Example 1.14 Let A be a finite-dimensional K-algebra, then the group of units G=A^\times acts on A by conjugation and this action is K-linear, and thus we obtain a representation of the unit group on the underlying vector space of the algebra. (If K=\mathbb{R} and A=\mathbb{H}, then a suitable restriction of the domain and codomain of this representation gives a description of the Hopf fibration.)

Example 1.15 In the same spirit as the last example, let G be an algebraic group over K. Let V= \mathfrak{g}=T_e(G) be the Lie algebra of G. For any g \in G, the conjugation map c_g:G \to G, a \mapsto gag^{-1} is a smooth automorphism of G, so we can take the derivative at the identity and get a linear automorphism \mathrm{ad}(g)=D_e(c_g): V \to V. The map g \mapsto \mathrm{ad}(g) \in \mathrm{GL}(V) is a representation, called the adjoint representation of G. (The same construction works verbatim for Lie groups.)

Example 1.16 Let M be a smooth connected manifold and let \pi:E \to M be a vector bundle with a flat connection. Let x \in M be a base point and set G=\pi_1(M,x) and K=\mathbb{R}.  If we take a smooth loop \gamma: S^1 \to M based at x, parallel transport along that loop defines an automorphism of V=T_xM.
The flatness condition implies that this automorphism depends only on the homotopy class of \gamma and by smooth approximation, every homotopy class of continuous loops may be represented by a smooth loop, thus we obtain the holonomy representation \pi_1(M,x) \to \mathrm{GL}(T_xM).  It turns out that this representation uniquely determines the flat bundle.

As is common practice with group actions, if \rho:G \to \mathrm{GL}(V) is a representation, we also write just gv for \rho(g)v or g for the map \rho(g). By further abuse of notation, we will also just call V a representation of G where the action is clear from the context.

Definition 1.17 If V and W are K-linear representations of a group G for some field K, then a morphism of representations (also called intertwining operator) from V to W is a K-linear map f:V \to W such that \forall g \in G, v \in V: f(gv)=gf(v). (i.e. f is G-equivariant.)

Note that if we consider representations as functors, then a morphism of representations is just a natural transformation. Indeed, for any g \in G, naturality with respect to g as a morphism is precisely the requirement that f(gv) = gf(v) for all v.

Example 1.17 In the situation of example 1.13, let f \in \mathrm{GL}(W), then we can define f^{\otimes n} by acting on each factor: f^{\otimes n}(v_1 \otimes \dots \otimes v_n)=f(v_1) \otimes \dots \otimes f(v_n) for an elementary tensor. Since we act in the same way in each component, this commutes with permutation of the factors, thus f^{\otimes n}: V \to V defines a morphism of the representation of S_n  given by permuting the factors in the tensor product.

▬▬▬

■ OBJECTIVE
Copy the passage on group representations word for word, starting at "As is common" and ending at "from the context.".

[Rows of labeled-object pointing entries]
▬▬▬

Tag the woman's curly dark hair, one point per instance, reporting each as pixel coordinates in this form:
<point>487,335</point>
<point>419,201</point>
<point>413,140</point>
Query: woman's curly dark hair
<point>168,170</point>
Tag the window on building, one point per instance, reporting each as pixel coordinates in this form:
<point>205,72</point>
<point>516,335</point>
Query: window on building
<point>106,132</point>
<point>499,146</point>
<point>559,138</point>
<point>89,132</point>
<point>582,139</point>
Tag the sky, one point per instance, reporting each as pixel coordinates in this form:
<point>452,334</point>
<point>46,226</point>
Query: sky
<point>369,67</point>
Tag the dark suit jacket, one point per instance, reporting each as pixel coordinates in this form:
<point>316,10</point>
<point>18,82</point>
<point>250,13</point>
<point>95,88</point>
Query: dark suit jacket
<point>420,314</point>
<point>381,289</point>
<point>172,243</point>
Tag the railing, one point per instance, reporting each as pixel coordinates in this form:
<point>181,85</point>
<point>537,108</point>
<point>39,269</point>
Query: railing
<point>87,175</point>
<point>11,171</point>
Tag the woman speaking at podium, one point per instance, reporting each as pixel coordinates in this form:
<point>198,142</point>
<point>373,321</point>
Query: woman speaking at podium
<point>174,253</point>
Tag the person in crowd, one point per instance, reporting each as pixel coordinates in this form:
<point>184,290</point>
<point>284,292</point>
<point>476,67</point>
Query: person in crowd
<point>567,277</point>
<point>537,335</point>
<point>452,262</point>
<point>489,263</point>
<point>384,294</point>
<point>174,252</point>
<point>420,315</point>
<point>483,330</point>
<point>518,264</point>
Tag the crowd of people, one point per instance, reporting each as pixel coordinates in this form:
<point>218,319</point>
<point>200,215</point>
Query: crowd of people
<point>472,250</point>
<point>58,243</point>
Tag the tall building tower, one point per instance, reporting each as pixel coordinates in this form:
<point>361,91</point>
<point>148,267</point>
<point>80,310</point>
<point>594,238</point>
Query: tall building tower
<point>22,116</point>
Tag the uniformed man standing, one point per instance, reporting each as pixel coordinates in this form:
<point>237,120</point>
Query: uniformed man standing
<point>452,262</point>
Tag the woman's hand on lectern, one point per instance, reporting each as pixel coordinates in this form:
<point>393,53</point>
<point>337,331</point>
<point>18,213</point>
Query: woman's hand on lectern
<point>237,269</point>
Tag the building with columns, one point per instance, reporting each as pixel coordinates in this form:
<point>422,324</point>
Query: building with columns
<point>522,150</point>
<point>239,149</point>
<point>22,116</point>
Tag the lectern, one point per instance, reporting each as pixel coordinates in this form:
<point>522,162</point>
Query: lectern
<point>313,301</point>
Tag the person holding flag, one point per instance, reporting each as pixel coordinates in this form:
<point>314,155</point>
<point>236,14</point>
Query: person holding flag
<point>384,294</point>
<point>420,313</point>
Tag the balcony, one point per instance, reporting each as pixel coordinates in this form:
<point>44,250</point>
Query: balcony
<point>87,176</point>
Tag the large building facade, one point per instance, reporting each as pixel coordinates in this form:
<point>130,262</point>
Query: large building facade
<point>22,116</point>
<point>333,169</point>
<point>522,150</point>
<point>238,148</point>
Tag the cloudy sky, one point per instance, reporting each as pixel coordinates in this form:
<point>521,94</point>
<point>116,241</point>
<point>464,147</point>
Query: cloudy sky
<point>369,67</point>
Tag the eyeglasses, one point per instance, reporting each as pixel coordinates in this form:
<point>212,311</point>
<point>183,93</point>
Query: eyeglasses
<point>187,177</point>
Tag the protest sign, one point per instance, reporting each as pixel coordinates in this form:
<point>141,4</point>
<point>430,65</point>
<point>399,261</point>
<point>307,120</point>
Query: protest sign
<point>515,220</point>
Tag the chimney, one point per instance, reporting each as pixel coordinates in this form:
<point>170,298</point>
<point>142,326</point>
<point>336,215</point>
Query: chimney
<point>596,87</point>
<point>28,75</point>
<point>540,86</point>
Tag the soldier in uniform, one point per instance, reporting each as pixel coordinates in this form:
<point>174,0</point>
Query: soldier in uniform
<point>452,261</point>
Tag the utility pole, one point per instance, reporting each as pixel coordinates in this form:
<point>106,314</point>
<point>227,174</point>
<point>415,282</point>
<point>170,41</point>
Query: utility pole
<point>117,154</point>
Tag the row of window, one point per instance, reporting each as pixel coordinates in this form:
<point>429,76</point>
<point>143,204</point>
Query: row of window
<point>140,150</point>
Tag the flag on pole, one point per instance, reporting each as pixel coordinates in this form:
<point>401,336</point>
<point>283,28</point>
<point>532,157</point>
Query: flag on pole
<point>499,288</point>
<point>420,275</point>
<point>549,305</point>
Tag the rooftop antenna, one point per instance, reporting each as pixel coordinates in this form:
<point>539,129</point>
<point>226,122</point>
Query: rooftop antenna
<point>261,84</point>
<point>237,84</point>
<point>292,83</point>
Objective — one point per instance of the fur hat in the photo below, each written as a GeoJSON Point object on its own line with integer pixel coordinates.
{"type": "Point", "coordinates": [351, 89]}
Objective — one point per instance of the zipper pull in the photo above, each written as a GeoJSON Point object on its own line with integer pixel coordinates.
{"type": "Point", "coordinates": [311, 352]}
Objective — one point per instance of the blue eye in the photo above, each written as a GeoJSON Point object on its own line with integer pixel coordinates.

▬▬▬

■ CORRECT RESPONSE
As is common practice with group actions, if \rho:G \to \mathrm{GL}(V) is a representation, we also write just gv for \rho(g)v or g for the map \rho(g). By further abuse of notation, we will also just call V a representation of G where the action is clear from the context.